Throughout the summer, the students will attend various workshops on topics from career paths in the marine sciences to writing scientific papers. The students also discover what it is like to conduct “research at sea” as they participate in three days of marine research aboard the university’s 120-foot research vessel, Cape Henlopen.
The main focus of the intern program, however, is to give each student the opportunity to design and complete an original research project, under the guidance of faculty mentors. These projects are tailored to the interests of the students. Last year, for example, students investigated topics ranging from invasive species in the Delaware Bay to global climate change.
The following students are participating in the summer intern program at the College of Marine Studies with support from the National Science Foundation: Julie Anderson, from Truman State University in Kirksville, Missouri; Abigail Bradley and Erin Colbert, from the University of Delaware; Derek Butcher, from Susquehanna University in Selinsgrove, Pennsylvania; Elizabeth Dukes, from Coastal Carolina University in Conway, South Carolina; Lyndsay Field, from the University of Rochester in Rochester, New York; Emily Harrison, from the University of Wisconsin in Madison; Erin King, from Minnesota State University in Mankato; Amy O’Donnell, from the Rochester Institute of Technology in New York; and Hillary Sletten, from the University of Dayton in Ohio.
Additionally, these students are participating in the summer intern program: Florian Coant, from L’ Ecole Nationale Superieure de Techniques Avancees in Paris, France; Jacek Jarczynski, from Sarah Lawrence College in Bronxville, New York; Melody Jones, from Delaware Technical & Community College in Georgetown; Ogugua Anene-Maidoh, from Lincoln University in Lincoln University, Pennsylvania; Kerrilynn Miller, from the University of Delaware; Lauren Salvitt, from Goucher College in Baltimore; and Dylan Wright, from the Massachusetts Institute of Technology in Cambridge.
The intern program ends on August 13th with the students giving an oral presentation of their research findings and writing up their results in the form of a scientific report.

WRITTEN TASK 1: Decide whether each statement agrees with the text on the summer intern program, answering yes or no and quoting the words that settle it: (a) The students spend three days doing research aboard a 120-foot vessel named Cape Henlopen. (b) The intern program ends in September. (c) Erin King comes from Minnesota State University in Mankato.
The text and the entries were taken from unrelated sources.

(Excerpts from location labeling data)

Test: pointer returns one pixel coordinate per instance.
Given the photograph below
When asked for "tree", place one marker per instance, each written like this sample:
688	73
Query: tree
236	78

WRITTEN TASK 2: Multiply every coordinate in the answers of the labeling entries by 1.85, rounding to whole numbers with halves going up, and write all the entry lines out again, requests included.

WRITTEN ANSWER 1:
(a) Yes: "three days of marine research aboard the university’s 120-foot research vessel, Cape Henlopen."
(b) No: "The intern program ends on August 13th."
(c) Yes: "Erin King, from Minnesota State University in Mankato."

WRITTEN ANSWER 2:
Test: pointer returns one pixel coordinate per instance.
Given the photograph below
When asked for "tree", place one marker per instance, each written like this sample:
688	73
Query: tree
437	144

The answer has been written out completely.